>> start Page excerpt

UV light attacks everything and causes them to degrade, people included.
Keep your bike out of the sun & the fuel line will remain soft for a very long time.
Heat also does the same thing
So never ride your bike and the black rubber fuel lines will remain soft for a very long time.

There are many different grades of black rubber fuel line.
The best is a double layer one with butyl ( petrol proof ) rubber inner sleeve and a neoprene ( oil resistant ) rubber outer sleeve.
These come fiberglass reinforced, steel reinforced , stainless steel reinforced & I have just seen some kevlar reinforced ones.
The strongest are the fuel injected hoses.

As such a lot of fuel line can crack on the outside & not leak.
Then there are single wall rubber fuel lines, the best are Bunya-n rubber but the down side of them is when they start to crack on the outside the crack will go all the way through.

While it is a PIA to replace them, only properly spiral wound, full soft copper fuel lines are permanent so everything else should be considered a service replacement part.

Tygon, made by St Gomain in the USA is the yellow coloured fuel line.
They also make a clear , a grey & a blue fuel line.
The tygon is a single wall tube so when it starts to crack it must be replaced.
Tygon s very expensive & as already mentioned will have the manufacturers code as a continious line for the full length of the tube.

>> end Page excerpt

◆ Problem set
A – Rewrite the fuel line passage starting with "These come fiberglass" and going on through "fuel injected hoses.", swapping "kevlar" for "aramid".
B – Answer these from the fuel line passage:
(i) What rubber forms the inner sleeve of the best double layer fuel line?
(ii) Which fuel lines are called permanent?
(iii) What company makes Tygon?

>> start Source data

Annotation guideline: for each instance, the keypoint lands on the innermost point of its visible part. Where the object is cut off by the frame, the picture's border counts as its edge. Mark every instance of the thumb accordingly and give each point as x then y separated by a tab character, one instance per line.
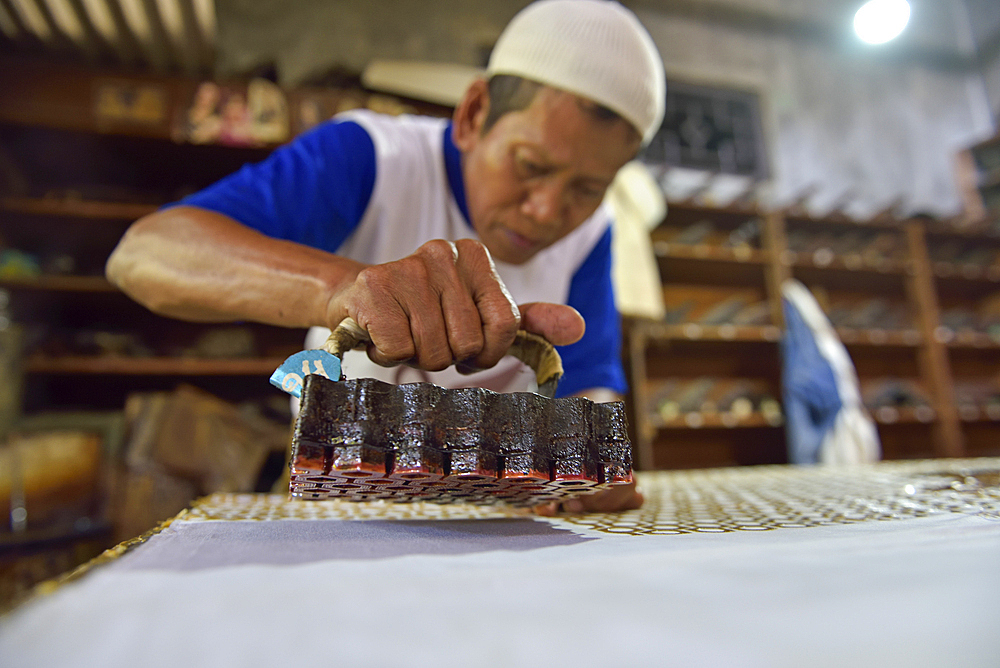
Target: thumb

>> end Source data

◆ Solutions
A –
These come fiberglass reinforced, steel reinforced , stainless steel reinforced & I have just seen some aramid reinforced ones.
The strongest are the fuel injected hoses.

B –
(i) Butyl rubber, which is petrol proof.
(ii) Properly spiral wound, full soft copper fuel lines.
(iii) St Gomain, in the USA.